Task directions: Pull each line holding the word "grass" from the data.

(Spatial localization data)
◆ ◆ ◆ ◆ ◆
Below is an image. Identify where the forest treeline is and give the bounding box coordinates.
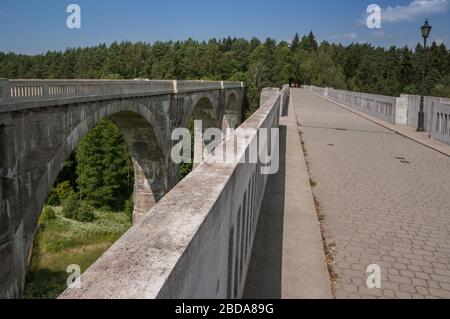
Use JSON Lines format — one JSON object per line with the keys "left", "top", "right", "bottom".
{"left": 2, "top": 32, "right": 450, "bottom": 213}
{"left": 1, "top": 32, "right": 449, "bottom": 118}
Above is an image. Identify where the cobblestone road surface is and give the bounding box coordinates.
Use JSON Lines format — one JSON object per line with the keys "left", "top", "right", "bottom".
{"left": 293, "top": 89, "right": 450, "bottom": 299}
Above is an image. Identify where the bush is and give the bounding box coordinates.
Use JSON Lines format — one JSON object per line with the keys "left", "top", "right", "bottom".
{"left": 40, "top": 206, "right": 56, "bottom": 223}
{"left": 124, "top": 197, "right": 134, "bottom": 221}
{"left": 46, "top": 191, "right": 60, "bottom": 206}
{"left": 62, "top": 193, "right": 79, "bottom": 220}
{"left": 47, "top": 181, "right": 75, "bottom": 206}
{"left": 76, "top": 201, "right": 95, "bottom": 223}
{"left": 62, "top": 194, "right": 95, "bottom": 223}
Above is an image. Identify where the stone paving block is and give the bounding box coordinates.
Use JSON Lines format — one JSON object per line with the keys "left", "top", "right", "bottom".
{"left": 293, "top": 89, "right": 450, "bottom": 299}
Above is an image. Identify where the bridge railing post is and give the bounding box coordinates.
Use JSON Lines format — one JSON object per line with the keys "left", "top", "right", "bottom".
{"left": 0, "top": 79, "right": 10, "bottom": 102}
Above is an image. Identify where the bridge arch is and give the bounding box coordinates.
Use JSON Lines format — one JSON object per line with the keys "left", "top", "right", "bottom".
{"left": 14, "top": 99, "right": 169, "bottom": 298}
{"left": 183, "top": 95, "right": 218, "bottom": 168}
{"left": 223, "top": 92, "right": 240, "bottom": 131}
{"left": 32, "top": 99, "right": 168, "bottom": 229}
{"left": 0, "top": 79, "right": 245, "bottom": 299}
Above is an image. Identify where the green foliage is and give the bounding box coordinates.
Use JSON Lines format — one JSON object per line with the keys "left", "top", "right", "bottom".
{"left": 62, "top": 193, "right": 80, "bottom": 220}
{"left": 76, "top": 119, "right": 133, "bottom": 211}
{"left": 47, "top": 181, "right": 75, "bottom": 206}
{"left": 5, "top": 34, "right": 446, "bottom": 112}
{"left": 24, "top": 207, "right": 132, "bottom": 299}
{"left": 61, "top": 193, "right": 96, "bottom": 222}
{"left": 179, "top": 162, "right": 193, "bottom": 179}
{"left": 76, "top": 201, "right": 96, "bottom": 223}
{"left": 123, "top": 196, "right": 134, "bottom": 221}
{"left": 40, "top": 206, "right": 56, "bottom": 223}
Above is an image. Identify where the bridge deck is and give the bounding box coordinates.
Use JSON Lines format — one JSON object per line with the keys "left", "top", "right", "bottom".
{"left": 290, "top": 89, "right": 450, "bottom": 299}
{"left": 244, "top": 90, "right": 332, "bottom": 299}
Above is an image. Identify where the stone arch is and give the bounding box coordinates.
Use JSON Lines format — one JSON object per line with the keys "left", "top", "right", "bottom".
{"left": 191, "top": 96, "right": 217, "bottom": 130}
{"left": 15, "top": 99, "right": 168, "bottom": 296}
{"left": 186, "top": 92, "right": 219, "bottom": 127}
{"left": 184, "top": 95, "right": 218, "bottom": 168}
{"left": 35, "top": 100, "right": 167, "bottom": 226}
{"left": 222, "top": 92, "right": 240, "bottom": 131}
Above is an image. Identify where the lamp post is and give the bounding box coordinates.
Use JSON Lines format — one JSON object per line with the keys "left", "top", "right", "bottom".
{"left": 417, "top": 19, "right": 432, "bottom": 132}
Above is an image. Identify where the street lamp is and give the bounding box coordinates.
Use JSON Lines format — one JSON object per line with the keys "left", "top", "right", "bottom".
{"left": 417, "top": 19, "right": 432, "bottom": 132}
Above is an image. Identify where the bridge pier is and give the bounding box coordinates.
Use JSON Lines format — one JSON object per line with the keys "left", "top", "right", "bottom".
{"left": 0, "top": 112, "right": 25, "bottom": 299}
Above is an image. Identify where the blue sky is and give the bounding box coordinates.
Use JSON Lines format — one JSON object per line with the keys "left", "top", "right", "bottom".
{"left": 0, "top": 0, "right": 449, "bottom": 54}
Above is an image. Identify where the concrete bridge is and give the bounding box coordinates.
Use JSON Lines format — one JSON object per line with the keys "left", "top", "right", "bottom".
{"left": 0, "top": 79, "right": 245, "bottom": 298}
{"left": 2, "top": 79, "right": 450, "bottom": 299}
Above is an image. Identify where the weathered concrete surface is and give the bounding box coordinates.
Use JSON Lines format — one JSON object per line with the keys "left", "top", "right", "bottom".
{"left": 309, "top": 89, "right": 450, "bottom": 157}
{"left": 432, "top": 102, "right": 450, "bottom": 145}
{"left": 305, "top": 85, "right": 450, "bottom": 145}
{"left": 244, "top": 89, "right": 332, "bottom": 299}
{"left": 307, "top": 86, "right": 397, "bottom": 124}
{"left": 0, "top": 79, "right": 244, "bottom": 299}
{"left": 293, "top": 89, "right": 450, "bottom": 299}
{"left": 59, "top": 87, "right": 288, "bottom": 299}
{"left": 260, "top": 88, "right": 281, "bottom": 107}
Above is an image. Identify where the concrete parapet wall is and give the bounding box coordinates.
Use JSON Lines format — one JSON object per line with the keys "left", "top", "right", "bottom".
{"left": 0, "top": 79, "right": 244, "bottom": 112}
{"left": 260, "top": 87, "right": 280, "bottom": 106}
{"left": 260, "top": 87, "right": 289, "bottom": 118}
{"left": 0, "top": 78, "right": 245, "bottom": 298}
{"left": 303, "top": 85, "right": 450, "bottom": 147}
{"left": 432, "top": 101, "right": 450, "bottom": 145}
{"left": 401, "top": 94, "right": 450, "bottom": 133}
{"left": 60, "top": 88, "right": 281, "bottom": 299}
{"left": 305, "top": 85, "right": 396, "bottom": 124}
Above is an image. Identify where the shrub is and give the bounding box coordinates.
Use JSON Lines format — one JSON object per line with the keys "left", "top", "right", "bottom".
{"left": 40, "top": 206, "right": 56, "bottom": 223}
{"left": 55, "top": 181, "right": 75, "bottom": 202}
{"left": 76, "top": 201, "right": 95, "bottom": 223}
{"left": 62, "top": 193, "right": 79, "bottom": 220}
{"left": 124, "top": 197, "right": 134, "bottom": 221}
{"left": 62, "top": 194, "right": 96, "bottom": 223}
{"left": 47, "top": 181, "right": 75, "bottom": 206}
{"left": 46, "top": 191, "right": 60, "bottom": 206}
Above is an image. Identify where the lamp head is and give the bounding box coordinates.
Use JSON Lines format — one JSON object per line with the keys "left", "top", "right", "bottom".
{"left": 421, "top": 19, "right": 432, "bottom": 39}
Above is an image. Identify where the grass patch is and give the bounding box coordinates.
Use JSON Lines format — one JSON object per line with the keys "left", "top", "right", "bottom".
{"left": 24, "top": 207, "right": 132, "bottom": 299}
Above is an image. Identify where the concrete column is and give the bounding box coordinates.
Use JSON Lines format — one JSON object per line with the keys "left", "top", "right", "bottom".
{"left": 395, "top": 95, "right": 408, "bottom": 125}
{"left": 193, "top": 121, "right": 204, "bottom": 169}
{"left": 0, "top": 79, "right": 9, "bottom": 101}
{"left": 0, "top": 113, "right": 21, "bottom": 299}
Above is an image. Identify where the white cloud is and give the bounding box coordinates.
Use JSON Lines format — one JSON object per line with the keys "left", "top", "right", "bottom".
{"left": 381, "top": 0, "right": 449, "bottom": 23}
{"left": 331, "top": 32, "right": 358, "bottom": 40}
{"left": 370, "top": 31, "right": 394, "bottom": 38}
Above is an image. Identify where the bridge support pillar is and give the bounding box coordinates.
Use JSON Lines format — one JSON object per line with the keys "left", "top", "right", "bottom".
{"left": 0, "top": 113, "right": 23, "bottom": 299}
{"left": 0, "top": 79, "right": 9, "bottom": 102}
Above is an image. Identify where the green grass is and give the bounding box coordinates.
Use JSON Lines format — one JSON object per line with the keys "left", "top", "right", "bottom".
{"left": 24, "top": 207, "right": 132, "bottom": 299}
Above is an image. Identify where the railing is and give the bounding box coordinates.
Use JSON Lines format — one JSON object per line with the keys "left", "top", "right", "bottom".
◆ ◆ ◆ ◆ ◆
Exercise answer:
Above is an image. Identify where the grass patch is and give the bounding box coordinates.
Above is an image. Identify where the green grass is and give the bounding box coordinates.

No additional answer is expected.